Consigne A:
D'après l'extrait de page sur le premier film de Kantemir Balagov, quel format d'image le film utilise-t-il ?

Extrait de page:

═══

Kantemir Balagov, élève de Soukorov, insuffle à ce premier film, inspiré par un vécu familial, un mordant extraordinaire. Cette histoire tenant d’un fait de guerre « privé » se révèle en fait représentative du fonctionnement humain face à une crise, plus encore symbolise une période des plus confuses et dramatiques sur la scène internationale. Balagov cherche, par là-même, à travers une échelle micro sociétale à décortiquer les comportements, entrevoir les interactions, véritables conséquences sur un niveau macro socio-politique. Il s’y applique avec méthode par une mise en scène ingénieuse et inventive. Chaque plan (du rapproché au très gros) est en concordance avec l’environnement, fugace ou intentionnellement long. Cela passe par des ambiances à couleurs dominantes (bleu, rouge, camaïeu d’ocre), les objets (usuels, cigarette, enveloppe, vêtements…) et le resserrement à l’écran des protagonistes (le format de l’image 4/3). La voiture tient également une place importante, elle est vectrice d’explications (notamment une scène magistrale entre père et fille où une trace sur le pare-brise lacère leurs visages), de refuge mais surtout d’échappatoire.
Chaque séquence qui se conjugue auprès de la famille et leur environnement influencera le vécu et la mutation du pays. La tension est permanente, le spectre du drame enveloppe le film et la sensation d’étouffement provoquée, de fait, est omniprésente sauf à de rares moments d’aération (rave party, le pique-nique…). La conjoncture exacerbe les agissements autarciques. Balagov y puise les ressources et dresse une série de portraits significatifs avec leurs travers (la mère a l’amour castrateur par exemple) ou moments de bravoure (la scène des pré-fiançailles). Il confie au personnage d’Ila, celui de l’héroïne virginale à tout ce fatras, elle a la candeur de ceux qui souhaitent vivre heureux. Qu’importe les dogmes et les traditions où règnent contraintes ou hypocrisie, elle affiche une modernité et une indépendance sans limite. Elle brise les chaînes non pas sans scrupules, mais comme une évidence viscérale. Après tout, qu’elle soit à l’intérieur (noyau familial, communauté) ou à l’extérieur (ville, « les autres ethnies », ailleurs) ne vient pas transiger sur les faits ni annihiler les risques. Il y aura d’autres enlèvements, d’autres actes de tortures (accrochez-vous pour certaines scènes !), d’autres guerres civiles.

═══

Ensemble d'entrées:
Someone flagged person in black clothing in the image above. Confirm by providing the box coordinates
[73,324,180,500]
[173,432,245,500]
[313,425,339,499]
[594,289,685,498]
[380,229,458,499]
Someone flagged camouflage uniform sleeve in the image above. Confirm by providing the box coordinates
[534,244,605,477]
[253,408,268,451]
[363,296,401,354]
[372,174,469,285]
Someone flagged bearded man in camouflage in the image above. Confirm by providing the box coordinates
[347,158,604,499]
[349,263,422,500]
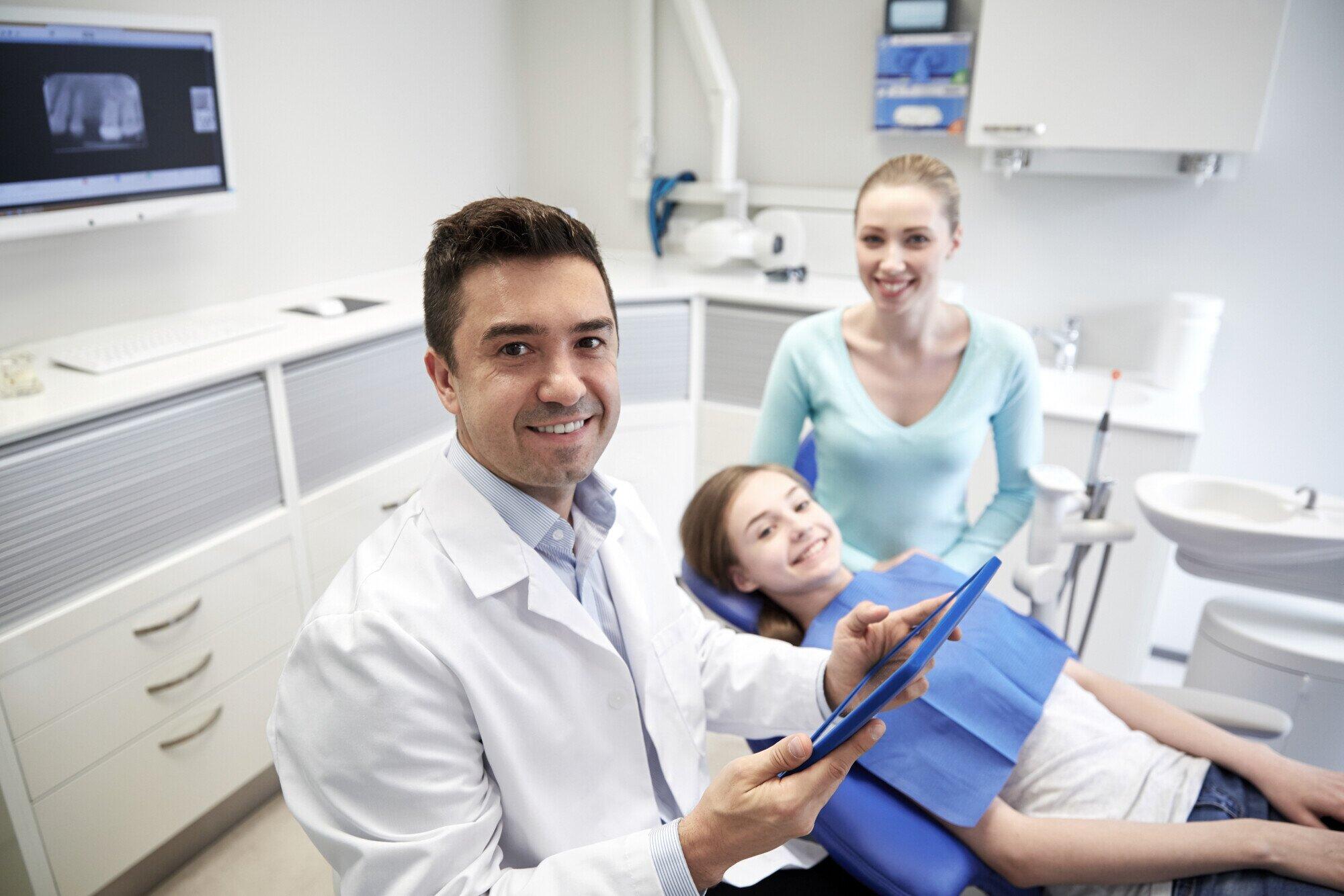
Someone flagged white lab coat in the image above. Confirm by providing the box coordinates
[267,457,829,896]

═══

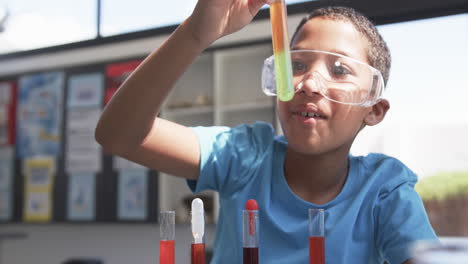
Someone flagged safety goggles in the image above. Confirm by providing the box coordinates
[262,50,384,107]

═══

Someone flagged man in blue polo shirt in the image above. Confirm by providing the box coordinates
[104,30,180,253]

═══

Consigne B:
Convertissez en CSV à deux colonnes, « texte » et « réponse », les entrées allant de la ligne qui contient « Someone flagged camouflage » jusqu'à celle qui contient « [349,263,422,500] », bornes comprises. Chaque texte occupe une rangée avec toutes ses réponses, chaque champ entre guillemets et les sauts de ligne remplacés par des espaces.

Corrigé A:
Le format 4/3.

Corrigé B:
texte,réponse
"Someone flagged camouflage uniform sleeve in the image above. Confirm by providing the box coordinates","[534,244,605,477] [253,408,268,451] [363,296,401,354] [372,174,469,285]"
"Someone flagged bearded man in camouflage in the image above. Confirm by providing the box coordinates","[347,158,604,499] [349,263,422,500]"